WHAT IS BEING ASKED:
Rewrite the rows from the line containing "Would you mind pinning the green" through the end of the rows as a two-column CSV with one line per row: the text under the column "prompt" and its answer under "points". Put each value in a single quoted field, with line breaks replaced by spaces.

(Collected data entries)
•••••

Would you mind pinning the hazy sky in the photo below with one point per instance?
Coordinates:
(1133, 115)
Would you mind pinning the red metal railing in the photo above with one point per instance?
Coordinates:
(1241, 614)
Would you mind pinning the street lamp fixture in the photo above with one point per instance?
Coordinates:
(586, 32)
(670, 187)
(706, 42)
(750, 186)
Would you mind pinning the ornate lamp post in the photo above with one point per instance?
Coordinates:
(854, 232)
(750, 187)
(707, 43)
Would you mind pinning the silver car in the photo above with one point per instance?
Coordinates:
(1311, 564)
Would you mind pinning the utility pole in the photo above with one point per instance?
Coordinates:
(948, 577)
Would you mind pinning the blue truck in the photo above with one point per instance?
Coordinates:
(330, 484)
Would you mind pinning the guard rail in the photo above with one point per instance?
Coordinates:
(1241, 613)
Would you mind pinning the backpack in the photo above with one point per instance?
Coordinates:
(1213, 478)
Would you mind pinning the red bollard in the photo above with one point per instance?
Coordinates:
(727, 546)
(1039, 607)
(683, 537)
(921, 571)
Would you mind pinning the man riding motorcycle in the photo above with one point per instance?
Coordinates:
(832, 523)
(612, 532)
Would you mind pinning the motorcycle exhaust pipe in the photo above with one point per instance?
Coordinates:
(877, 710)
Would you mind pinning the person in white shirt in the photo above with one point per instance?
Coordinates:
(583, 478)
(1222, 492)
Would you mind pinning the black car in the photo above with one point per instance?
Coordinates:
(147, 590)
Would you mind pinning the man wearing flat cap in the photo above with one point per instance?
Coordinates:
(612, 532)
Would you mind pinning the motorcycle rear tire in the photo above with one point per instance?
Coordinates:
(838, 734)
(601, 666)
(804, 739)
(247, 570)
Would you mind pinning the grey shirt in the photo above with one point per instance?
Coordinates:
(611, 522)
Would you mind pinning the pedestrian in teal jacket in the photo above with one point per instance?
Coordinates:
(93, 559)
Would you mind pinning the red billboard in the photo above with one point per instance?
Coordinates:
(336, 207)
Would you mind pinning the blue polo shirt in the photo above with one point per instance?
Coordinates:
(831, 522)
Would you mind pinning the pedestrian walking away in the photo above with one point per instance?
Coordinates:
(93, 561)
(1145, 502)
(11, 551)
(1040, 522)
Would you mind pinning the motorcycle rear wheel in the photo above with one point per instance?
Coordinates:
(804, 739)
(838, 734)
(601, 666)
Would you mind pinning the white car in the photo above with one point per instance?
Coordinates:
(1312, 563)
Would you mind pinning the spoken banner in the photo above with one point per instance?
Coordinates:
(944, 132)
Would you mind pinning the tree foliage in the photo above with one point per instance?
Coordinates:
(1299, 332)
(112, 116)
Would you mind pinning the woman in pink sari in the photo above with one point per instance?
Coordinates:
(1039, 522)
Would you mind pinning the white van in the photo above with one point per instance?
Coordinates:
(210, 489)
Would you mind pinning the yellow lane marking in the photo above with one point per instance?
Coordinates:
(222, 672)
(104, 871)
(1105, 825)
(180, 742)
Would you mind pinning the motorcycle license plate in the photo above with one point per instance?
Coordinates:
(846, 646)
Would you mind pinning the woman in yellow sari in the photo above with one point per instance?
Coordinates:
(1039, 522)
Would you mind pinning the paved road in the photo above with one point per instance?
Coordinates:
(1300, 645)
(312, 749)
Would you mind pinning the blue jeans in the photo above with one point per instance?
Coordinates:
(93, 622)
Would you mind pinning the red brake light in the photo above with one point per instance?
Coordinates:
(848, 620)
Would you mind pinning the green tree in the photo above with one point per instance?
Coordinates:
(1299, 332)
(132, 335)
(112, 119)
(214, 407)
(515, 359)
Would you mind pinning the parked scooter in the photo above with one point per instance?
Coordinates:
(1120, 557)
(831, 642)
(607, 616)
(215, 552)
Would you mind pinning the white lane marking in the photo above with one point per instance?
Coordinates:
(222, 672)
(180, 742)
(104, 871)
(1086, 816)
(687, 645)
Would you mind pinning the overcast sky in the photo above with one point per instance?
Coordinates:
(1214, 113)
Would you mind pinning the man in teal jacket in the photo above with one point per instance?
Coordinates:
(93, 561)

•••••

COMPLETED TASK:
prompt,points
"Would you mind pinning the green tree in the photo above with one point per instance? Coordinates:","(1299, 332) (132, 335) (112, 119) (214, 407) (515, 359)"
"Would you mind pinning the parked scooter in the photo above with one point per instance? Coordinates:","(1120, 557) (831, 642) (607, 616) (215, 552)"
"Would you mind pinning the white lane marking in the photo above with one point per instance? Coordinates:","(222, 672) (180, 742) (104, 871) (1086, 816) (687, 645)"
"Would you mind pinning the overcast sky in the photo above with one point per instance? Coordinates:","(1214, 113)"
"Would you mind pinning the man in teal jacket in the photo above with one point per instance? Coordinates:","(93, 561)"